##### DATA SECTION

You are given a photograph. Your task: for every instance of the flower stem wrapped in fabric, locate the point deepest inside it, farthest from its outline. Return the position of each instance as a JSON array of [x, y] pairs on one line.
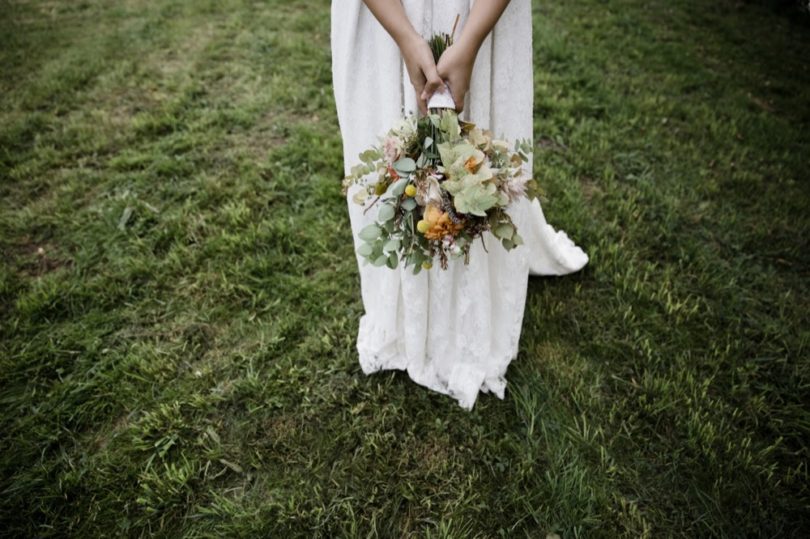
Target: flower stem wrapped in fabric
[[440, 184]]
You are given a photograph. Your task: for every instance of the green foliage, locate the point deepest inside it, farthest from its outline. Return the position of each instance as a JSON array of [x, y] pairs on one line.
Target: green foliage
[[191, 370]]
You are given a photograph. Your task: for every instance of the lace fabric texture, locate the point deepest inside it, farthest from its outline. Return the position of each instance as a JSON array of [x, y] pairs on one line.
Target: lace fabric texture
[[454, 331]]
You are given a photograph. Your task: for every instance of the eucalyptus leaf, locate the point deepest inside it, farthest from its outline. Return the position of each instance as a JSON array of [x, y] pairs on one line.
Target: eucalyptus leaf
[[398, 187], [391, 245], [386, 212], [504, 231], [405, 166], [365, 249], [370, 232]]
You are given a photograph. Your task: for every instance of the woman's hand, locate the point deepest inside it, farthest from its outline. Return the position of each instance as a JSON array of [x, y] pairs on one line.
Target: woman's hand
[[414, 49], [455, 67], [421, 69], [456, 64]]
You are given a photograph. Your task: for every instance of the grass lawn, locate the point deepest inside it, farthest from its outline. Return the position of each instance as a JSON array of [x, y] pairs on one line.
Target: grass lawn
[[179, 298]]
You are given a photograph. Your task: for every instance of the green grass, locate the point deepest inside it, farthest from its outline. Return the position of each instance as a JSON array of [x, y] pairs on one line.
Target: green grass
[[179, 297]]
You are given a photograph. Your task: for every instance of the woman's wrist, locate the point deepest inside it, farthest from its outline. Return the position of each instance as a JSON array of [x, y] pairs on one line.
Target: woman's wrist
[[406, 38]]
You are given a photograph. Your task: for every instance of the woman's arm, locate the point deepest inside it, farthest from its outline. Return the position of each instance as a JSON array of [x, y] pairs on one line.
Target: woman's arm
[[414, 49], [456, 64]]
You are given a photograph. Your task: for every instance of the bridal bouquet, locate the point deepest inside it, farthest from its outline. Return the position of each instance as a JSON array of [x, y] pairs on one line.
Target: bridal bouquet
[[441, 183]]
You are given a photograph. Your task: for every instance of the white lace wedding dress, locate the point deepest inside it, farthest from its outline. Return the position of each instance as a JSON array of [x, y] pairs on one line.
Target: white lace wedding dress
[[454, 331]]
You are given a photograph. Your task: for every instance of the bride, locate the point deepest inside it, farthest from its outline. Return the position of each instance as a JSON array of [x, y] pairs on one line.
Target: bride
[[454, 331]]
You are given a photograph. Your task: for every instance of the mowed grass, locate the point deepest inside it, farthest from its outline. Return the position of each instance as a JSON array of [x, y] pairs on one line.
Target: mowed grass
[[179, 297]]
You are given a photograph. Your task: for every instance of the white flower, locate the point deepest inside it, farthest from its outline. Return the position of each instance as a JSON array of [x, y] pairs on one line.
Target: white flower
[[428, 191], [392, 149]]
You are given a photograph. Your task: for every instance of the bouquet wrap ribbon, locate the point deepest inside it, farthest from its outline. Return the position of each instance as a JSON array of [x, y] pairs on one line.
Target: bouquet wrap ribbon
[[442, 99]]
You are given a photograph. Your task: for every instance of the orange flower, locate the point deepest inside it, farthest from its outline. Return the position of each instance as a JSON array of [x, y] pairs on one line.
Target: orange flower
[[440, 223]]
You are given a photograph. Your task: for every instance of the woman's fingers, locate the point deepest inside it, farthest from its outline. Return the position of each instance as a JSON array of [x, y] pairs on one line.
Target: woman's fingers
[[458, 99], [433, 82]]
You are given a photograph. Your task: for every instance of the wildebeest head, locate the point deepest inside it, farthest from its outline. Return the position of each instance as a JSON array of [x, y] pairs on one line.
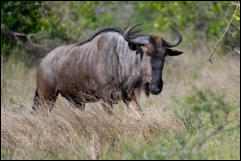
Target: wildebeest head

##########

• TO BE DONE: Copy all of the material above word for word, leaving out the pictures.

• REPLY:
You are given a photograph. Your task: for every instance of the flower stem wrapped in fabric, locate the point deepest inside it, farthest from its outline. Return the position of each instance as a JSON array of [x, y] pairs on one line.
Target: flower stem wrapped in fabric
[[440, 184]]
You are given a photograph. Your task: for every instance of the green foliage, locate the point deepest inside it, farthest from its outline. Return the position of each instance as a JSON array of [x, y] pairs on one line.
Target: green foliage
[[191, 370]]
You are given a photograph. Your task: for every instance of the lace fabric texture, locate the point deepest inside it, farthest from its outline. Return the position of each instance as a JSON array of [x, y] pairs on one line.
Target: lace fabric texture
[[454, 331]]
You are given a photograph. Your task: for every instance of the eucalyptus leaf, locate the point deepest inside it, farthest from its outline. Return the position of each instance as a JSON array of [x, y] pairs on one line.
Target: eucalyptus leaf
[[398, 187], [391, 245], [386, 212], [504, 231], [405, 166], [365, 249], [370, 232]]
You are given a photograph. Your task: for every instance of the woman's hand, locate the point deepest inside it, farthest from its outline. Return the position of each instance as a JSON array of [x, y] pairs on one line.
Target: woman's hand
[[414, 49], [455, 67], [421, 69], [456, 64]]
You are given a photograph. Your task: for every instance of the grass lawn, locate the point deepest inside it, farthest from its outline. Return the position of each instance as a JSON array of [x, y] pairs on one line.
Target: grass lawn
[[179, 298]]
You are given a photograph. Your task: for every instance of the green grass, locate the point deepest inside it, farthest from its outline. Return the position of each instance as a JSON array of [x, y] pairs on one line.
Target: green grass
[[179, 297]]
You are given a photograph. Your task: for every instance of the woman's wrist, locate the point deepest inside it, farthest from its outline. Return the position of each instance as a JSON array of [x, y] pairs on one line.
Target: woman's wrist
[[406, 38]]
You are given a photograph. Your task: for every instance of the woman's arm, locate the point deepest inside it, farthest from its outline. Return the position of each instance as a JSON array of [x, y] pairs on one line.
Target: woman's arm
[[414, 49], [456, 64]]
You are given a photograph. Your task: for every instance of the bridal bouquet, locate the point deepest inside it, farthest from its outline. Return the position of each instance as a JSON array of [x, y] pairs on one line.
Target: bridal bouquet
[[441, 183]]
You are given a photograph. Your task: for every instance of the white lace wedding dress, locate the point deepest inside it, farthest from its outline. Return the position of each instance as a JSON array of [x, y] pairs on one line.
Target: white lace wedding dress
[[454, 331]]
You are given a photograph. Your task: for every instance of the bride, locate the point deepest inside it, farthest from its outline. Return the position of each instance as a JSON array of [x, y] pairs on one line.
Target: bride
[[454, 331]]
You are given a photograph. Your task: for every instance of the mowed grass, locate the point deepest inside it, farthest from its outline. Return the position of each instance as a JSON array of [x, y] pairs on one line.
Target: mowed grass
[[179, 297]]
You are given a photograph. Your task: for every instance of the white flower, locate the point deepest inside it, farthest from its outline. Return the position of each instance as a JSON array of [x, y] pairs on one line.
Target: white flower
[[428, 191], [392, 149]]
You are given a photograph. Your task: for every instance of the bouquet wrap ribbon, locate the point deepest inside it, farthest from its outline. Return the position of each instance as a JSON array of [x, y] pairs on one line.
Target: bouquet wrap ribbon
[[442, 99]]
You are given a photograph. Your task: for every instance of the orange flower, locate the point deepest inside it, farthest from its outline. Return the position of each instance as a JSON array of [x, y] pairs on one line.
Target: orange flower
[[440, 223]]
You are given a photograph. Your task: for every instance of the woman's fingers, locate the point deepest inside it, farthest from its outline. Return the position of each instance as a JSON array of [x, y] pairs on one line.
Target: woman's fingers
[[458, 99], [433, 82]]
You are given a photograph. Your task: for every instance of the wildebeest head, locate the point deepest inside it, farthest from its outline. Return the position of each instance as a JSON array of [x, y] pairs on one line.
Target: wildebeest head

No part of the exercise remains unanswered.